[Source records]
[Start of Attachment]
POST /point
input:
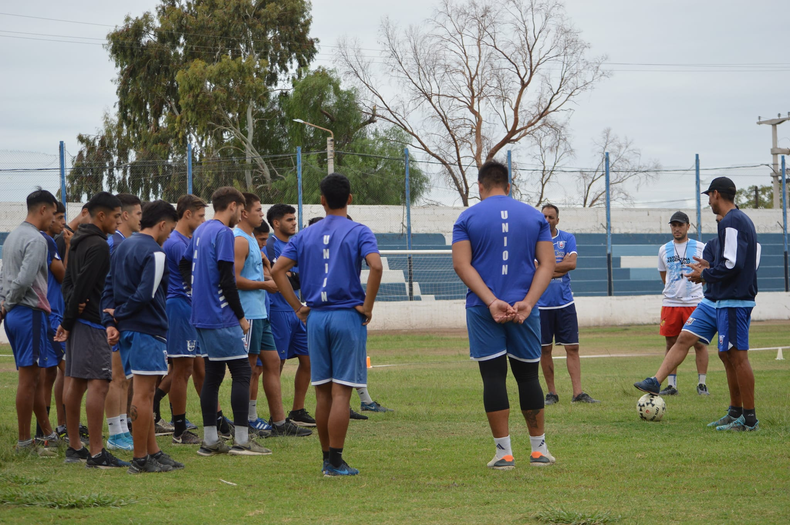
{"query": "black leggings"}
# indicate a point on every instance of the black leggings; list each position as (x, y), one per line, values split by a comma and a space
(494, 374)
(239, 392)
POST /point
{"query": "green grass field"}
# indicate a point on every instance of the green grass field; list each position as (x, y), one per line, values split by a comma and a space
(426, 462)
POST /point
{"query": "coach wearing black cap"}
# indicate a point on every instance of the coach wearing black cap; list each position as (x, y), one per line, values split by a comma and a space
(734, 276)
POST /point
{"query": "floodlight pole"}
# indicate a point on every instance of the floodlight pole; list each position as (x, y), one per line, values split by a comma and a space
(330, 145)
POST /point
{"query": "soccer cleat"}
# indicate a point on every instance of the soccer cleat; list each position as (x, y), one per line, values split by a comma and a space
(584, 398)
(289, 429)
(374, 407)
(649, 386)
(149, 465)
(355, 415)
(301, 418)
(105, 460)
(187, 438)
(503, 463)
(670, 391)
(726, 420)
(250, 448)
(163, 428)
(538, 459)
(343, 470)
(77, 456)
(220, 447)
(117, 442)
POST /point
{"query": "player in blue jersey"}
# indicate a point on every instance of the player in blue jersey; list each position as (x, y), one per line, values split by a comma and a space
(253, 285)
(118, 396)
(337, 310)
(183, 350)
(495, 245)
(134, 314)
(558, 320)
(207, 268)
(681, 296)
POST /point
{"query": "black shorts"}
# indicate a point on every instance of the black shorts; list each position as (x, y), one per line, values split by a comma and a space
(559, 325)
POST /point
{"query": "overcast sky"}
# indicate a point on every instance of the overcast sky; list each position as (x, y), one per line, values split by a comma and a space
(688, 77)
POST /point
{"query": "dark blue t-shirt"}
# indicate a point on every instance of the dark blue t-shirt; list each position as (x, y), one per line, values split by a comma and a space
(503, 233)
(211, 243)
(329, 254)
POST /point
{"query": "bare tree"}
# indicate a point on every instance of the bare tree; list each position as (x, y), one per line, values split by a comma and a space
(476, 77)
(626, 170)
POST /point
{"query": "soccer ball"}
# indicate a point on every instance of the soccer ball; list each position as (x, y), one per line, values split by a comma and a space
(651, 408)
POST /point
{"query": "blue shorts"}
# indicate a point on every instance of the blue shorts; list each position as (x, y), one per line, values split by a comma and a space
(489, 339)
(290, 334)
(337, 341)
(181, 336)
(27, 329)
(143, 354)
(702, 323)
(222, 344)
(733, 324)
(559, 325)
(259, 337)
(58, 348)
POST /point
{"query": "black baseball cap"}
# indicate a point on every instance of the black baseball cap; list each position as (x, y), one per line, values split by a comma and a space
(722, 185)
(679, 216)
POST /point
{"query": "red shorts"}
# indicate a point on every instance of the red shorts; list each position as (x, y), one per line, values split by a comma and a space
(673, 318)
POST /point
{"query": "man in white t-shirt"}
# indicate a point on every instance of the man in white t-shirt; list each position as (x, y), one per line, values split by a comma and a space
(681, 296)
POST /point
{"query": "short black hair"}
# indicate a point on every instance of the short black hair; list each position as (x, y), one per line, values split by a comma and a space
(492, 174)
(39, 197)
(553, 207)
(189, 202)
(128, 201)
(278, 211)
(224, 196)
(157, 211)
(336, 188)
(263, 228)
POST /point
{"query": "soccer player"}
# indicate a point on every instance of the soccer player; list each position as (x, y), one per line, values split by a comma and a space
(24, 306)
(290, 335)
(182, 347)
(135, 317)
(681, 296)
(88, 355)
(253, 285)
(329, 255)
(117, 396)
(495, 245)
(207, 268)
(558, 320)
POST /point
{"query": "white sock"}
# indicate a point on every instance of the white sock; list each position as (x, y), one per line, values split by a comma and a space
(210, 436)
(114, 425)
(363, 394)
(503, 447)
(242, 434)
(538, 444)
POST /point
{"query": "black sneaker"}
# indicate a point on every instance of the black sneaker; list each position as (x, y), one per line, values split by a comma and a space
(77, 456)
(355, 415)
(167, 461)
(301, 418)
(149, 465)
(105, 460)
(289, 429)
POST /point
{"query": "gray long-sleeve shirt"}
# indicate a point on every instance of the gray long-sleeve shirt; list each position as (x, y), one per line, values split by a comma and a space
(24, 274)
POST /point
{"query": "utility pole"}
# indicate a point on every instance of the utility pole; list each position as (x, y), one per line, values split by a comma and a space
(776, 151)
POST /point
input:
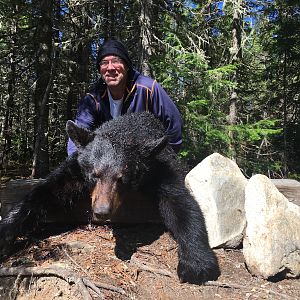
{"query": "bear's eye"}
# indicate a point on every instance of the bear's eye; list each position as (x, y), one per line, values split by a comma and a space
[End of Attachment]
YOUR TASK:
From the entries above, extract every line where the word "bear" appears.

SOLUTION TO THE EXERCISE:
{"query": "bear's eye"}
# indicate a point on every instance of the bear's eye; list each position as (x, y), one per line, values split by a comma and a space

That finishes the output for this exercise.